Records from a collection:
-=-=-

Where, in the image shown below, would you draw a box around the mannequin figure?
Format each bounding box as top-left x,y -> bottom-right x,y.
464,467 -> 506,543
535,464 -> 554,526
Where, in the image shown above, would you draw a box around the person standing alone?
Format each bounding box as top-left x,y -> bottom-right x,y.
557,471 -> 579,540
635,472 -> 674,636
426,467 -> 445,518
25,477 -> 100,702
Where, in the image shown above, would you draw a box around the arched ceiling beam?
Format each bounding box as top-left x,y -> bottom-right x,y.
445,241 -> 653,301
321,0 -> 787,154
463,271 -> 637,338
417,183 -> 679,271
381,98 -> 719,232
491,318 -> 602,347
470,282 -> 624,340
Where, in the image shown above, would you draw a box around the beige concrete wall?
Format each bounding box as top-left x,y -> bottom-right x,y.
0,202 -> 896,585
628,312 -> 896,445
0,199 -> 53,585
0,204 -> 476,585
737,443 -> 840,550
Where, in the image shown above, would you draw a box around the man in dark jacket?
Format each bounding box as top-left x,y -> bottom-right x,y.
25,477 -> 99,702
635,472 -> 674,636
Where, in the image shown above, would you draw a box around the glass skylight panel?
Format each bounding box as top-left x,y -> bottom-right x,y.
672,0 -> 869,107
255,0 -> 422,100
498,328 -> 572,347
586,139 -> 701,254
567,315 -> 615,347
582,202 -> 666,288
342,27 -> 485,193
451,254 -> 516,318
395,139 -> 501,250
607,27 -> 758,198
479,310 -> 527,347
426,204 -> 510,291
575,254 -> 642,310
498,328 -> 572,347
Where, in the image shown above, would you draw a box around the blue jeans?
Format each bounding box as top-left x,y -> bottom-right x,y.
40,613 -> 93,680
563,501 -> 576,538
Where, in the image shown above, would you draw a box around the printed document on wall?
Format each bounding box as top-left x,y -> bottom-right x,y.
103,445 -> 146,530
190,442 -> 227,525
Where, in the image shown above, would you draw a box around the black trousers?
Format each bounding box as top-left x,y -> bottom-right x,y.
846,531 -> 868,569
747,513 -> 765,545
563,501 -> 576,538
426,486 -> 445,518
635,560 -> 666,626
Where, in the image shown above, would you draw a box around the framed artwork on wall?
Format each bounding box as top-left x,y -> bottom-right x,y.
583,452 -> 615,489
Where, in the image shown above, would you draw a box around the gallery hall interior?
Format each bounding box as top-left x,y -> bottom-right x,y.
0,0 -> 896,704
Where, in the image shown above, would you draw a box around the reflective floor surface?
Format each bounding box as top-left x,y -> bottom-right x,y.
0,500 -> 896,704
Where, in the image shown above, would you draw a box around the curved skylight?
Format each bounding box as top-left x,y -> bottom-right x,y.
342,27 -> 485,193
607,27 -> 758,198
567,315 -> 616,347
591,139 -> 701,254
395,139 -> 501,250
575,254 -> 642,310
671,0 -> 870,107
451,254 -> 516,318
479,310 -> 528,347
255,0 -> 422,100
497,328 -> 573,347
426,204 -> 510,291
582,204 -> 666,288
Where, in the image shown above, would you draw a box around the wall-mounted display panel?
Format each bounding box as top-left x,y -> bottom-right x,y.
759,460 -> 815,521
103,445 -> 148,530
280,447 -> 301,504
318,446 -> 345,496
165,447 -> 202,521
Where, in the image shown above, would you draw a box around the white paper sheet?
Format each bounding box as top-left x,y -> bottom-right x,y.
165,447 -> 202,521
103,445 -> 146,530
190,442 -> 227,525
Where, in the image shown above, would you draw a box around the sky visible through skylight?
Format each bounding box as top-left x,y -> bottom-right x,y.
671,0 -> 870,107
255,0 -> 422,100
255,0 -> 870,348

-=-=-

Goal — Rewrite all of the entries above, replacing every occurrence of "bounding box" with "enclosing rectangle" and leaving everything else unchanged.

Task solution —
Where, in the image shown below, would you draw a box around the mannequin figure?
Format each enclosing rectangle as top-left x,y -> bottom-right x,y.
464,467 -> 506,543
535,464 -> 554,526
Where, in the image shown above, would you draw a box around the person standing alone?
Format each enclosing rectangle as top-left x,y -> bottom-right x,y.
557,471 -> 579,540
635,472 -> 674,636
426,467 -> 445,518
25,477 -> 100,702
Where, in the image shown above, would you draw a box around the arched ceiling beam?
Format each enclosing rectangle as top-left x,y -> bottom-right x,y.
445,241 -> 653,301
321,0 -> 787,154
463,271 -> 637,338
417,183 -> 679,271
381,98 -> 719,232
491,318 -> 602,347
470,282 -> 624,340
Where, in the image shown above, would you draw a box around the beige concrete wall?
Format each enclosing rectangle as top-left x,y -> bottom-right x,y.
0,202 -> 896,585
628,312 -> 896,445
0,199 -> 53,585
0,204 -> 476,585
737,443 -> 840,550
Where, in the image shown above, would you draw a box around the man in dark jacket?
Format each enclosing rectangle as top-left x,y -> bottom-right x,y.
25,477 -> 99,702
635,472 -> 674,636
Where, in the image shown above, would you draw a box around the glass skylight panel?
Format each enclosing rectangle as top-left x,y -> bottom-right x,y.
672,0 -> 869,107
255,0 -> 422,100
498,328 -> 572,347
586,139 -> 701,254
567,315 -> 615,347
582,202 -> 666,288
342,27 -> 485,193
451,254 -> 516,318
395,139 -> 501,250
607,27 -> 758,198
479,310 -> 527,347
426,204 -> 510,291
575,254 -> 642,310
498,328 -> 572,347
Where, in the image shown above, would you draw a box around the blue jeans?
Format each enclosing rectangle as top-left x,y -> bottom-right x,y.
40,613 -> 93,680
563,501 -> 576,538
Where, in the image shown above, would you draw a box around the printed document on wall?
Format each enclosing rectangle as top-left x,y -> bottom-right x,y.
103,445 -> 146,530
190,442 -> 227,525
Where, in the image shown above, would you draw a box around the black trousers?
Format each enclosing rectangle as top-left x,y -> bottom-right x,y.
846,531 -> 868,569
747,513 -> 765,545
563,501 -> 576,538
426,486 -> 445,518
635,560 -> 666,626
Where, in the image shown above, would you draw a box around the framed artwork on wall?
Format each enclosing rectangle as top-left x,y -> bottom-right x,y.
583,452 -> 615,489
Where, in the image shown above, would you draw a box around the gallery hall interior?
Format each enclosing rectangle as top-left x,y -> bottom-right x,y.
0,0 -> 896,704
Where, in the image shown above, would you draw a box around the reflective floor surface?
Format each enclosing rectangle as top-left x,y -> bottom-right x,y.
0,500 -> 896,704
Where, in the image shown above, would you draw a box around the curved skylight?
Format each enclosing rectangle as top-left x,y -> bottom-right x,y.
342,27 -> 485,193
607,27 -> 758,198
567,315 -> 616,347
591,139 -> 701,254
395,139 -> 501,250
575,254 -> 642,310
671,0 -> 870,107
451,254 -> 516,318
479,310 -> 528,347
255,0 -> 422,100
497,328 -> 573,347
426,204 -> 510,291
582,204 -> 666,288
Where, in the image shown above, would you draw a box around the wall-mounted display panel?
Format each enclosing rectangle as top-left x,y -> bottom-right x,y.
759,460 -> 815,521
103,445 -> 148,530
280,447 -> 301,504
318,446 -> 345,496
165,447 -> 202,521
Where, in the image shown above, would you draw a box around the white paper sheet?
Format each enclosing rectangle as top-left x,y -> bottom-right x,y.
165,447 -> 202,521
103,445 -> 146,530
190,442 -> 227,525
Where, in the image shown above, would you draw a box around the sky visible through skylight?
Format each enclosing rectangle as top-left x,y -> bottom-right x,y.
671,0 -> 870,107
255,0 -> 422,100
255,0 -> 870,348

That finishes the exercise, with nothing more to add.